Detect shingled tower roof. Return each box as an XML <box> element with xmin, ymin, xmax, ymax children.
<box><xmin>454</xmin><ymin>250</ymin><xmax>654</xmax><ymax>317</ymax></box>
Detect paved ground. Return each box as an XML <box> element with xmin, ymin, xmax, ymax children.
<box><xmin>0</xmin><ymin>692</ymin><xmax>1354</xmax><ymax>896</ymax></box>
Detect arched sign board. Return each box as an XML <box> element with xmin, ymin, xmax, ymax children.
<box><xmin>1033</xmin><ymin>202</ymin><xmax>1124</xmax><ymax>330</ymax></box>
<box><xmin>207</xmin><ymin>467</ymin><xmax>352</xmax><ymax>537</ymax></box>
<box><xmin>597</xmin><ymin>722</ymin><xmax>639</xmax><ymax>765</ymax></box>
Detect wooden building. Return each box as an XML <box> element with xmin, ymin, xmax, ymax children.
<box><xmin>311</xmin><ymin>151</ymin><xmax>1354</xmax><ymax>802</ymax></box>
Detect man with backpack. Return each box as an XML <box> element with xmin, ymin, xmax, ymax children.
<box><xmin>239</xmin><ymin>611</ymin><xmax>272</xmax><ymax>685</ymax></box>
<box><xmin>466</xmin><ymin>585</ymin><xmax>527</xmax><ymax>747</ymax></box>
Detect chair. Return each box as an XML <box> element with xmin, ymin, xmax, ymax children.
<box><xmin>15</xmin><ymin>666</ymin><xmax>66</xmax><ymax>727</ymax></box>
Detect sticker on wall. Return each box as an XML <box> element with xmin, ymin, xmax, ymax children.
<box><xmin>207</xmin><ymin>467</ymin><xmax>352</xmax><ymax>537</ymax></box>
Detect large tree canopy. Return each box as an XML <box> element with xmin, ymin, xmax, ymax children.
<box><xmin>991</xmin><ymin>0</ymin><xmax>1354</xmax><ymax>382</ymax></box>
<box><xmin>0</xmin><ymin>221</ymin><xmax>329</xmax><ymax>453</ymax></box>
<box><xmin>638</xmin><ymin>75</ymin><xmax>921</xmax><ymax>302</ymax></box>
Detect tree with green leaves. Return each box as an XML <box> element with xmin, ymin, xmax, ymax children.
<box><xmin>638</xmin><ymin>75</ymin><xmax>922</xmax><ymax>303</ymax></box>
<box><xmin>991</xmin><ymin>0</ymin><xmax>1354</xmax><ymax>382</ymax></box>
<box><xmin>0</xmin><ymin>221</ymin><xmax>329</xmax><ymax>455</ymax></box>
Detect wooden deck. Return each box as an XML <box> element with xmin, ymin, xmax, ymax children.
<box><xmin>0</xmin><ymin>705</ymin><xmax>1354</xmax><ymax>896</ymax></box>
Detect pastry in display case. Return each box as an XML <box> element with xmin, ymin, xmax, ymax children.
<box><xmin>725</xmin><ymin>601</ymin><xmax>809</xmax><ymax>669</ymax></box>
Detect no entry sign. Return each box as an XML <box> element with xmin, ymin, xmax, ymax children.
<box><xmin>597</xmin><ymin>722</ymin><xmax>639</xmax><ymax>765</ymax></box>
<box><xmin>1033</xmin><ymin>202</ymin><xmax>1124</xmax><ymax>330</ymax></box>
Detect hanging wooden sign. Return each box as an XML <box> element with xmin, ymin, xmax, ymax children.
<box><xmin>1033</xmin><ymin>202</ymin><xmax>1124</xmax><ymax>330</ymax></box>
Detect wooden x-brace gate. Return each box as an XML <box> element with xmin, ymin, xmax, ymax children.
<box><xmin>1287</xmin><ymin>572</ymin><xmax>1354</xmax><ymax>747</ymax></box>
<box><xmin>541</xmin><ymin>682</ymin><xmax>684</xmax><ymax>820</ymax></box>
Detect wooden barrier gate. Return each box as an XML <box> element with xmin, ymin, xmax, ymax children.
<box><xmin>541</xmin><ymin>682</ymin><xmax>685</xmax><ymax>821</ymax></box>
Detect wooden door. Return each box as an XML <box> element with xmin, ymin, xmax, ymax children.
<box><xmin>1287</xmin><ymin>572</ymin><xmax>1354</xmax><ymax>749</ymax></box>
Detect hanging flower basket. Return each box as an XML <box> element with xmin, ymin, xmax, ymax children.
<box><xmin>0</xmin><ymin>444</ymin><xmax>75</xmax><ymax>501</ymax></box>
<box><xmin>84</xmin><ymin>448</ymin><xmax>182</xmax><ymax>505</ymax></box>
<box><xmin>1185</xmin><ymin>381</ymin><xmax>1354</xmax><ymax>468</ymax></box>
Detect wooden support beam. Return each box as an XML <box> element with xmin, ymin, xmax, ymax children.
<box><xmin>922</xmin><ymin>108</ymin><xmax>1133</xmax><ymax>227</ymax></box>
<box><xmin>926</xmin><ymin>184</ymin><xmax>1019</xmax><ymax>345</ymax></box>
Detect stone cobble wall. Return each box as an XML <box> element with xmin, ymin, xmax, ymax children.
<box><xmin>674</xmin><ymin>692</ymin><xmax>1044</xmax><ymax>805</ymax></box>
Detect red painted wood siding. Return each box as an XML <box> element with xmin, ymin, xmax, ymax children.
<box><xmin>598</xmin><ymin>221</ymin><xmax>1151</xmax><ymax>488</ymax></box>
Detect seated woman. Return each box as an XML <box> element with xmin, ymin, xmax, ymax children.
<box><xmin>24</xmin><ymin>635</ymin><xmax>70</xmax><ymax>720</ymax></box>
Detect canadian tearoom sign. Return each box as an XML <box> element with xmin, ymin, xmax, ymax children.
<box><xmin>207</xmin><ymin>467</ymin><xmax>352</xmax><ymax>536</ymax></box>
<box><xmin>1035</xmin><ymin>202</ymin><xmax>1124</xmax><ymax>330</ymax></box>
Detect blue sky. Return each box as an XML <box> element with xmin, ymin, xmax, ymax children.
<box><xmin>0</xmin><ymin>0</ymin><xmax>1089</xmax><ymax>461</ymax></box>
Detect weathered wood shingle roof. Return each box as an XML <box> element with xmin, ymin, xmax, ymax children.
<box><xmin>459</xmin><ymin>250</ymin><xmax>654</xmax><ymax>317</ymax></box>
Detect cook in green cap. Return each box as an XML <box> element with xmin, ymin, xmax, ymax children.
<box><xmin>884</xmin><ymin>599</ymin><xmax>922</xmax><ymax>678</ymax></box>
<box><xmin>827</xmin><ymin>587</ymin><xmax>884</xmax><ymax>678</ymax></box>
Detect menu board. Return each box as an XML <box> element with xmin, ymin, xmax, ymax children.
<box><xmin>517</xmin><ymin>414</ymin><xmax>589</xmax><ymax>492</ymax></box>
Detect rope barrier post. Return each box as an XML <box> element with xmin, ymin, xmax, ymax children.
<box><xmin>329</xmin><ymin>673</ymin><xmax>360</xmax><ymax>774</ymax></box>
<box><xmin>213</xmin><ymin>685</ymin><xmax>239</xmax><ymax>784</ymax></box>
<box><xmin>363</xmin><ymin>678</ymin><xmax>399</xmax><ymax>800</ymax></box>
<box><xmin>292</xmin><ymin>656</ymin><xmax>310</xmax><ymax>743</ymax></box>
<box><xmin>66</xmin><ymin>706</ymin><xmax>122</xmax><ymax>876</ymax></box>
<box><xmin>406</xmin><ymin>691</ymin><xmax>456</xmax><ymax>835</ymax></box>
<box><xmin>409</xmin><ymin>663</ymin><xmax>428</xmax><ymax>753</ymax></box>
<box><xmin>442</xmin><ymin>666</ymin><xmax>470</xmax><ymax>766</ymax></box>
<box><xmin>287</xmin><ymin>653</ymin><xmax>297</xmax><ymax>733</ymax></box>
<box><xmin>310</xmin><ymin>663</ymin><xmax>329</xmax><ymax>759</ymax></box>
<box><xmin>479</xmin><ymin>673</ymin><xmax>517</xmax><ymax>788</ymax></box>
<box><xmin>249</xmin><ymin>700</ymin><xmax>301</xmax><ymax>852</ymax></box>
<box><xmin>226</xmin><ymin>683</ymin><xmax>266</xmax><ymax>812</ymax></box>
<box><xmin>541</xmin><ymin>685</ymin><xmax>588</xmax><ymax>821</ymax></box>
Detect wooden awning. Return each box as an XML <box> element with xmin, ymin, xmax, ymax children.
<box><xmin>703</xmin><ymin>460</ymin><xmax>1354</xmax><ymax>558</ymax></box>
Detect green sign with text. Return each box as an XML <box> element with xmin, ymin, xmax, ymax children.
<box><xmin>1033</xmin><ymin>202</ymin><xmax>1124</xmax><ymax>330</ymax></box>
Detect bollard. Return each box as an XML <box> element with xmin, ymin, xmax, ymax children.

◆ ◆ ◆ ◆ ◆

» **Given problem**
Extract every line in the records above that contains the word "board".

» **Solution to this exercise**
Detect arched sign board. Return each box as an XML <box> element with xmin, ymin, xmax, ymax children.
Detect menu board. Return each box as an XML <box> element with xmin, ymin, xmax, ymax children.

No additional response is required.